Provided information:
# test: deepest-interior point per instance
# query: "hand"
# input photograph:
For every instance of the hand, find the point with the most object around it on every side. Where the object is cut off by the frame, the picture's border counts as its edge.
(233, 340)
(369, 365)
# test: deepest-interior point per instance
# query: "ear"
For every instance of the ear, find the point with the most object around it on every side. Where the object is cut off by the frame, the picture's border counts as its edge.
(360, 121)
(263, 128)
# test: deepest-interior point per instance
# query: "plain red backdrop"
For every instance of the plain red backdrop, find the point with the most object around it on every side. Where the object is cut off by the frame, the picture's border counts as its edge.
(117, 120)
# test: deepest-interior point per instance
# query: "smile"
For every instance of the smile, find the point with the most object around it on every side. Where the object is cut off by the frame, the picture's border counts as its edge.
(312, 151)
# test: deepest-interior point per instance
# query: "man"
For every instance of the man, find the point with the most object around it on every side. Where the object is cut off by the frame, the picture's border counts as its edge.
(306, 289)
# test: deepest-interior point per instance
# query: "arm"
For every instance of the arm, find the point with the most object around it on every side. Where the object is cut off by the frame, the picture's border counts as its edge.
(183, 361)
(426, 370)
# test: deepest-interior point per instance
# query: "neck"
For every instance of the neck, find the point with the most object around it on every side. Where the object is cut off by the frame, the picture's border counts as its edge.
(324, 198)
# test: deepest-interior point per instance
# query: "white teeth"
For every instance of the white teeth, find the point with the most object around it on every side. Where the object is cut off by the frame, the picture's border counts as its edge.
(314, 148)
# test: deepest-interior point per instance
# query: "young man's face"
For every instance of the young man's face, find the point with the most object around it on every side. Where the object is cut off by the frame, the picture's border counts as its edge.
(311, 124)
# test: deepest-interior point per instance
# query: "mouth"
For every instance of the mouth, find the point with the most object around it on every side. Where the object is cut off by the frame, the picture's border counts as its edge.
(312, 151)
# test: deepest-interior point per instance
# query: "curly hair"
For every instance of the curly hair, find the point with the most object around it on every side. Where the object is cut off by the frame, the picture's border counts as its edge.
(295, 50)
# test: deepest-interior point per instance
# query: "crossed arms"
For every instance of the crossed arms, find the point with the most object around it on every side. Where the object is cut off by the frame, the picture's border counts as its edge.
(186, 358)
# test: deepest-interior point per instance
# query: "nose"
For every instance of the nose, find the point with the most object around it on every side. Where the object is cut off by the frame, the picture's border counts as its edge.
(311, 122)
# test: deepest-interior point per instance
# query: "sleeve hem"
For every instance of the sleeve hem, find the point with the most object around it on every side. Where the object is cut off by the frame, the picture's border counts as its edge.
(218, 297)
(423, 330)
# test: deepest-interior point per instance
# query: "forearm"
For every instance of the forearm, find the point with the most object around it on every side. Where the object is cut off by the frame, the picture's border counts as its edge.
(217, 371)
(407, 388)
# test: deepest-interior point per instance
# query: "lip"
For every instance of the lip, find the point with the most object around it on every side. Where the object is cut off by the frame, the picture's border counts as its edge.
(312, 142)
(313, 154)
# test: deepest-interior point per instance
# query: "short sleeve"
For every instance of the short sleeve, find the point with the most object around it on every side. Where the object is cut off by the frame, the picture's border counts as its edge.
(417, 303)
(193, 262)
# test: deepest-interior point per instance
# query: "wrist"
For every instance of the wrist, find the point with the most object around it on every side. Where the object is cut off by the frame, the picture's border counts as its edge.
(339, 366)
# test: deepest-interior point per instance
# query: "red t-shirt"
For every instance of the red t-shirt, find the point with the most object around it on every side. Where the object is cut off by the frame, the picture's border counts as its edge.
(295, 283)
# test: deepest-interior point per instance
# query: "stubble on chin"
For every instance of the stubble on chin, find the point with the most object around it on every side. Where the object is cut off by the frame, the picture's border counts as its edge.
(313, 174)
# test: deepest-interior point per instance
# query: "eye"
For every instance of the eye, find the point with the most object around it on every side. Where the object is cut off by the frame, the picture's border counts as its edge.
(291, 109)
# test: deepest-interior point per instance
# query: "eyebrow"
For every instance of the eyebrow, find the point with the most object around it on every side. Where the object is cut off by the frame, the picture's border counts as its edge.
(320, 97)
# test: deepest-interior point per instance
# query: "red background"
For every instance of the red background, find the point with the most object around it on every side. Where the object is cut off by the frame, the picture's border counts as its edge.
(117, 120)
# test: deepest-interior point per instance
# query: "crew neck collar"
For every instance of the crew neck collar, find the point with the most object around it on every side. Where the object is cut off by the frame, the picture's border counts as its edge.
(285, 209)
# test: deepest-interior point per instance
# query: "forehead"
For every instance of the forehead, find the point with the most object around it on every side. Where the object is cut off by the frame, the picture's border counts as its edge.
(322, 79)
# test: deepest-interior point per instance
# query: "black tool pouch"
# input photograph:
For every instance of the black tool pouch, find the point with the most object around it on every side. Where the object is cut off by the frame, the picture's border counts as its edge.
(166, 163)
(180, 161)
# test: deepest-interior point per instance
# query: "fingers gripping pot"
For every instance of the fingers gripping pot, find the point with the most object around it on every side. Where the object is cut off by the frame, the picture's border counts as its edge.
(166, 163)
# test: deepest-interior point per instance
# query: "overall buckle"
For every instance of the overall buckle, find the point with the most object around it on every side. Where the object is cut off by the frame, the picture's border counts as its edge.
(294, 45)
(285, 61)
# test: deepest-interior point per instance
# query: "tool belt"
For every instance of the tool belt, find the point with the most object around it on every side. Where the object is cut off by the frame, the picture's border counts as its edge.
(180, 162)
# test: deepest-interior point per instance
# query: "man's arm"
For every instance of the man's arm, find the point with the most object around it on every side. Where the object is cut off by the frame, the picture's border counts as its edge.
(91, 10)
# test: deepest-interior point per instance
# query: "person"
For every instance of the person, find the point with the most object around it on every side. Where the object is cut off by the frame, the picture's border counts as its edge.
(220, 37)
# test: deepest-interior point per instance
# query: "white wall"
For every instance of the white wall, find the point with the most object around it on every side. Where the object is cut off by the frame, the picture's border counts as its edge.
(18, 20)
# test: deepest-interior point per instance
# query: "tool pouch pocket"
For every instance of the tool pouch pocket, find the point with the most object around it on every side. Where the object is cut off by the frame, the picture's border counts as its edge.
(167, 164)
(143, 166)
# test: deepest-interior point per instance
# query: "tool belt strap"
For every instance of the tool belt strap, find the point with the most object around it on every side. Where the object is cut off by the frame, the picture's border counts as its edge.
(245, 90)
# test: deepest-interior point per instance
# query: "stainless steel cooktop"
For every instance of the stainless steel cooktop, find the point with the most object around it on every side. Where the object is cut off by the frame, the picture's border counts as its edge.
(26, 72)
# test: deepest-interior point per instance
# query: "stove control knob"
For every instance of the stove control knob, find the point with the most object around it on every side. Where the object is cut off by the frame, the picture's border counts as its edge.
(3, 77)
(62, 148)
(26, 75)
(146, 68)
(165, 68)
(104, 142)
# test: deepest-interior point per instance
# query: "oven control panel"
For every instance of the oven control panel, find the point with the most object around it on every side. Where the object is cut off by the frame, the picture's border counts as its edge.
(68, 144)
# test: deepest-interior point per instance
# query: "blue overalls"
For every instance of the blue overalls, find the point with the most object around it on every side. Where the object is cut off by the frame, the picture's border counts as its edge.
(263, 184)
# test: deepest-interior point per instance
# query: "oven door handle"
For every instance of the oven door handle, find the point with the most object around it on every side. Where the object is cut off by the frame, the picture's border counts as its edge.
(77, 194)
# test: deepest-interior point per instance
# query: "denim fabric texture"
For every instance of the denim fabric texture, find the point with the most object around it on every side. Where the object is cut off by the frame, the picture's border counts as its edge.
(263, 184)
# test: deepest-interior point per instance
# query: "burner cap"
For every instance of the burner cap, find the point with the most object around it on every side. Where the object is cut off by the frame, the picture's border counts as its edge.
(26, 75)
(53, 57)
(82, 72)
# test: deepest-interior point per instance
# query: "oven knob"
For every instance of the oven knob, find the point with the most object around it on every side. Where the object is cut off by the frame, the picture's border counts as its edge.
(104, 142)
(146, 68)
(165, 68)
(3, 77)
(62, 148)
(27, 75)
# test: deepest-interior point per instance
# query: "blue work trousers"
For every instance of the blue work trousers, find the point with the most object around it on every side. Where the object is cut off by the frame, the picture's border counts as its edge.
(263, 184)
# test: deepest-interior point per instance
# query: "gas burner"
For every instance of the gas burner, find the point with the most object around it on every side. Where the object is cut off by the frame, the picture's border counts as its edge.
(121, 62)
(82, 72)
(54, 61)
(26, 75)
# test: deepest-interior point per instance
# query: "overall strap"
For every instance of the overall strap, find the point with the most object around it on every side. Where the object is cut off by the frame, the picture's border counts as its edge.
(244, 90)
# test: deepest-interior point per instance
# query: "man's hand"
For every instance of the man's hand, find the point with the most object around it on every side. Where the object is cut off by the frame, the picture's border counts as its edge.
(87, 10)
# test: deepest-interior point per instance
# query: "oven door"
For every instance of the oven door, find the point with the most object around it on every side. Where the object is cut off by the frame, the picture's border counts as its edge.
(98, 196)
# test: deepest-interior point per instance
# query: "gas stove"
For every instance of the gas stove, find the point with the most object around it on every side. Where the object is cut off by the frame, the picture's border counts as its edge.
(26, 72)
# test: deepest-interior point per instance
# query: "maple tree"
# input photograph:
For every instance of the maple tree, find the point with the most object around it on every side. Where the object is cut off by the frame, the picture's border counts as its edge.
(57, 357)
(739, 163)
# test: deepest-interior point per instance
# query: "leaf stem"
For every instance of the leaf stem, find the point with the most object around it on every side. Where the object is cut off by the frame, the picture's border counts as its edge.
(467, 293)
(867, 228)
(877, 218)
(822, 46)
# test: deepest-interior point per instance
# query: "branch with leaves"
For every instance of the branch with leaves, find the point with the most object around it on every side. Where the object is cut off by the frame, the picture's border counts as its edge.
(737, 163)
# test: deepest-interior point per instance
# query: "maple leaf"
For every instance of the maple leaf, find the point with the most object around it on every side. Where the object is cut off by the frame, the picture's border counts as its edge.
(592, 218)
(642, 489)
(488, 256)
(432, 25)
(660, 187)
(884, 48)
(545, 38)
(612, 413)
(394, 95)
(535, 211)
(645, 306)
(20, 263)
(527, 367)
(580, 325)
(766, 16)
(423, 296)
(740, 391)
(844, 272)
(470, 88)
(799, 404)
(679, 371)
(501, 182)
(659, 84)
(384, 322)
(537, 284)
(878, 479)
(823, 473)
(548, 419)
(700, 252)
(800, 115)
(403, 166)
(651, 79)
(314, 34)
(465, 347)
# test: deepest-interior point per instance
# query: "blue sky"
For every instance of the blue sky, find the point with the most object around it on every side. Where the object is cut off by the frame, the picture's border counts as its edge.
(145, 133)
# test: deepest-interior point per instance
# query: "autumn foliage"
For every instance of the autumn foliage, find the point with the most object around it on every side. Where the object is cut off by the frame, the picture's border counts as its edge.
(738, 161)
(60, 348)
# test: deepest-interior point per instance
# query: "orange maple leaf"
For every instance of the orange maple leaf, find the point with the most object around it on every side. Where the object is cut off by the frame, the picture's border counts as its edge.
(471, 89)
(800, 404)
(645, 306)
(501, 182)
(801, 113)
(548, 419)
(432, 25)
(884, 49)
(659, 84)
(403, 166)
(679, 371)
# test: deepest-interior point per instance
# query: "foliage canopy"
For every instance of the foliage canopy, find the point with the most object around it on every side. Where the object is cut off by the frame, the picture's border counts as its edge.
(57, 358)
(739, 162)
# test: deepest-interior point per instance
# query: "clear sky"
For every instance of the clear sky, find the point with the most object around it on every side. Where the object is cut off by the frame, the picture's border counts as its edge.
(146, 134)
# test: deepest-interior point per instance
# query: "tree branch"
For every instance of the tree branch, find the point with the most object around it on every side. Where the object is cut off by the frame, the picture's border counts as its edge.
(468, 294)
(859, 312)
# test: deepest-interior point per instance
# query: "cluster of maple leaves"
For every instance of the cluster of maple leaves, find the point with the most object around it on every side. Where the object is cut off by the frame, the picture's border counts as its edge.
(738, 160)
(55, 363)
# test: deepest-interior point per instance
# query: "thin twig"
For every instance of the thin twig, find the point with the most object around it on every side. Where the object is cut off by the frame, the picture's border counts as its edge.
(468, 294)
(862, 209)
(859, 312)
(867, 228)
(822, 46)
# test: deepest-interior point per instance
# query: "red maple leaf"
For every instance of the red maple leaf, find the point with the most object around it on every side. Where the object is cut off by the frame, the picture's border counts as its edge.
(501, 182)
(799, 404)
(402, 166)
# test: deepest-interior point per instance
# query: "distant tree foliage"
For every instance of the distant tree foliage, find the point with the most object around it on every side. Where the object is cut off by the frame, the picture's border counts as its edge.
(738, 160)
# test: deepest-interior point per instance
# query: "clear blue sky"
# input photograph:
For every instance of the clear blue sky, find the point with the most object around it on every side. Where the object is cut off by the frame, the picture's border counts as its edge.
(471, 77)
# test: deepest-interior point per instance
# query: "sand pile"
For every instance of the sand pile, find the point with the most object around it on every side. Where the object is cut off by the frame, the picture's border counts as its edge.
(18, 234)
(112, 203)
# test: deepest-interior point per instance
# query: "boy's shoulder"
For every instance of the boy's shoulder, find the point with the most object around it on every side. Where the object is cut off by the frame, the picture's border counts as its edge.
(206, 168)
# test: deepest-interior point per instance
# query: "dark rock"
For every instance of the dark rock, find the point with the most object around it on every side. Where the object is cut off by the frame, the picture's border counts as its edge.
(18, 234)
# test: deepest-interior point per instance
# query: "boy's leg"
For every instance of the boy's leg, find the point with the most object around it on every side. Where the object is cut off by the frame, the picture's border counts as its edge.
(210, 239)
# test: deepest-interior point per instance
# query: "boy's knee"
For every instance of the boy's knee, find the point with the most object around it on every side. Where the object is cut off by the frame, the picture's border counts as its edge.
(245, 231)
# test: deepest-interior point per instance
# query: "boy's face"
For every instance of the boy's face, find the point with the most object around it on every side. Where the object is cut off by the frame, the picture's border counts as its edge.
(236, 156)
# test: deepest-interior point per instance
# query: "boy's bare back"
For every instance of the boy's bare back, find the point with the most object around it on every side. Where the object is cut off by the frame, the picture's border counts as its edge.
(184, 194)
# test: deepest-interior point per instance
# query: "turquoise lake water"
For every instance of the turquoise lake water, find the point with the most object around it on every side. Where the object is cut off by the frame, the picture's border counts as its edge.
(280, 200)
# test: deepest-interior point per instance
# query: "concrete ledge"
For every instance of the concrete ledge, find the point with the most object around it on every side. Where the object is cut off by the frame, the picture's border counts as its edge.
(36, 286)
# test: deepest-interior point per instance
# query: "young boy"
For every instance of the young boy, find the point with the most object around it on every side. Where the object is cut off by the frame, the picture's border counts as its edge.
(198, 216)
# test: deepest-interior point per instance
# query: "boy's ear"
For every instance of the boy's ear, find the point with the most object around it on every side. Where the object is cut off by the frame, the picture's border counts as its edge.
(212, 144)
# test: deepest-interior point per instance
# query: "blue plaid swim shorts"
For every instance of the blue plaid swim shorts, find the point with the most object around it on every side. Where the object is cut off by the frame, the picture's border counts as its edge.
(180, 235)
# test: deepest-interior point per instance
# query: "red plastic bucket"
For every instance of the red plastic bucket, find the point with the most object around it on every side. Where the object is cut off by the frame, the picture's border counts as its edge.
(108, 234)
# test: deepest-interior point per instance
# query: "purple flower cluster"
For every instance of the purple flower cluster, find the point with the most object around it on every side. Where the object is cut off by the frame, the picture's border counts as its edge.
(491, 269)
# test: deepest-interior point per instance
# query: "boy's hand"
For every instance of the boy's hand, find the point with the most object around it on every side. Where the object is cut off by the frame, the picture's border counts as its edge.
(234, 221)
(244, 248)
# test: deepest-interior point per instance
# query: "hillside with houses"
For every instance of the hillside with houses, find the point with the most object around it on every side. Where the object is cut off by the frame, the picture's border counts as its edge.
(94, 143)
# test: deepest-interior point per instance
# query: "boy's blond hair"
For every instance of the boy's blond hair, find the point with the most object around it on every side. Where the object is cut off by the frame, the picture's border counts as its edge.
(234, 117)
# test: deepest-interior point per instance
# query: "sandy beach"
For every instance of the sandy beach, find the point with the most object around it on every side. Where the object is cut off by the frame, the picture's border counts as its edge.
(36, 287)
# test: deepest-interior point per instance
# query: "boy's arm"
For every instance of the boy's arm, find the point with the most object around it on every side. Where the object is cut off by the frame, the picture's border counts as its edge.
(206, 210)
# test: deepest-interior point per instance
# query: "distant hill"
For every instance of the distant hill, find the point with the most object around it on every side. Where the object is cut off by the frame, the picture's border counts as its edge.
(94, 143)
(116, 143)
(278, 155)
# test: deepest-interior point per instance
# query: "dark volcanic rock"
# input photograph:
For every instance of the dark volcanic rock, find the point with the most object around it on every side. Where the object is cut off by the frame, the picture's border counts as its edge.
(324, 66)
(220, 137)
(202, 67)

Written exercise:
Pull out every line of the listing above that contains the word "volcanic".

Finished exercise:
# query: "dark volcanic rock"
For every instance of the dark volcanic rock, find the point with the most object around it on every side. Where the object is cut off by the frame, the picture's border counts as its edge.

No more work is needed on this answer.